Francofonia, n°65, 2013 : "Camus/Pasolini : deux écrivains 'engagés'' (S. Disegni, dir.)

Publié le par Matthieu Vernet (Source : Ilaria Vitali)

Francofonia, n° 65, autunno 2013 : "Camus/Pasolini : deux écrivains 'engagés'"

sous la direction de Silvia Disegni

EAN 9788822262912.

Sommaire

Silvia Disegni, Introduzione

Saggi e studi

Silvia Disegni, Camus/Pasolini: posture ex-centrique de deux écrivains journalistes "engagés" du XXe siècle

Résumé

Il s’agit dans cet article d’examiner l’un des éléments qui justifierait un rapprochement entre Camus et Pasolini, considérés ici comme deux «écrivains journalistes», selon une formule récemment introduite dans le vocabulaire de la critique littéraire d’origine sociologique. L’analyse est menée à partir de leur production de presse et en particulier d’articles où ils développent l’un et l’autre une réflexion sur la littérature et le rôle de l’écrivain dans la société. L’accent est mis sur l’analogie de registre et de posture énonciative, en l’occurrence polémique, favorisée sans doute par le support choisi, généralement le journal. Tous deux sont en effet des écrivains journalistes «contre», ce qui est mis en relation avec la position périphérique de leur origine mais aussi de celle, ex-centrique, que chacun d’eux a occupée dans son champ littéraire respectif, au plus proche d’autres champs situés au dehors de celui-ci (politique, journalistique, cinématographique ou philosophique selon les cas). C’est la particularité d’une telle posture «contre» qui sera interrogée ici: à n’être considérée que comme expression d’une ex-centricité, d’une distance prise par les deux auteurs par rapport au centre de leur champ et à ceux qui le dominent, elle risque d’occulter leur pleine appartenance à celui-ci ainsi que la reconnaissance de leurs pairs, malgré les nombreuses polémiques où ils ont été impliqués, appartenance et reconnaissance sans lesquelles leur voix d’opposition n’aurait pu, paradoxalement, être entendue.

- _Énoncé 1_
Dans le texte donné, recopiez tout le passage depuis "Publié le par" jusqu'à "EAN 9788822262912.", en remplaçant "autunno" par "automne".
- _Énoncé 2_
D'après le texte donné, quel support Camus et Pasolini choisissaient-ils généralement ?
Les entrées qui suivent forment un matériau distinct du texte donné.

- _Données enregistrées_
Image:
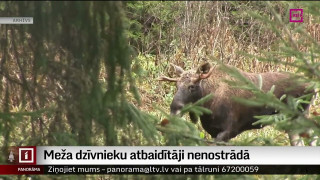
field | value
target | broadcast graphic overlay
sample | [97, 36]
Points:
[162, 160]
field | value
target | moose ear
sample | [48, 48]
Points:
[178, 70]
[205, 70]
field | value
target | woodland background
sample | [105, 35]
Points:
[85, 73]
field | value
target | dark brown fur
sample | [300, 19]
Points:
[229, 118]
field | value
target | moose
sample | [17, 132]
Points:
[229, 117]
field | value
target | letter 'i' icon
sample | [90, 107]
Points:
[26, 155]
[11, 157]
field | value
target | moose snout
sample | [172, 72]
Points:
[175, 108]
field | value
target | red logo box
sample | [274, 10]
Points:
[22, 155]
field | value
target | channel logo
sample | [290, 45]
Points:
[26, 155]
[22, 155]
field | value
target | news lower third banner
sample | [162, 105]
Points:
[161, 160]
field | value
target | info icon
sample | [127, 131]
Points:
[26, 155]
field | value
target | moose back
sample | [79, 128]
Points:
[229, 118]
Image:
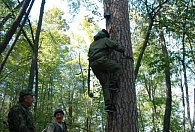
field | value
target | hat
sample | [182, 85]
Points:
[58, 111]
[106, 32]
[26, 92]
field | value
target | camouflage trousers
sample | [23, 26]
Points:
[102, 71]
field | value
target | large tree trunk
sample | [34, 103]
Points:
[125, 118]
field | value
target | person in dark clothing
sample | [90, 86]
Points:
[102, 66]
[20, 118]
[58, 125]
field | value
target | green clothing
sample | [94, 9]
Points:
[55, 127]
[20, 119]
[99, 49]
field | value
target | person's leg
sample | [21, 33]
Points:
[114, 69]
[103, 77]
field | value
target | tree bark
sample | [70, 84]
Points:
[125, 118]
[167, 115]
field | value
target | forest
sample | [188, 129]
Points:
[49, 54]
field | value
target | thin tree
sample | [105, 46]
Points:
[34, 69]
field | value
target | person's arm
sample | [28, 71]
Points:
[19, 120]
[51, 128]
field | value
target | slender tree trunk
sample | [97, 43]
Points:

- _Solution 1_
Publié le par Matthieu Vernet (Source : Ilaria Vitali)

Francofonia, n° 65, automne 2013 : "Camus/Pasolini : deux écrivains 'engagés'"

sous la direction de Silvia Disegni

EAN 9788822262912.

- _Solution 2_
Le journal.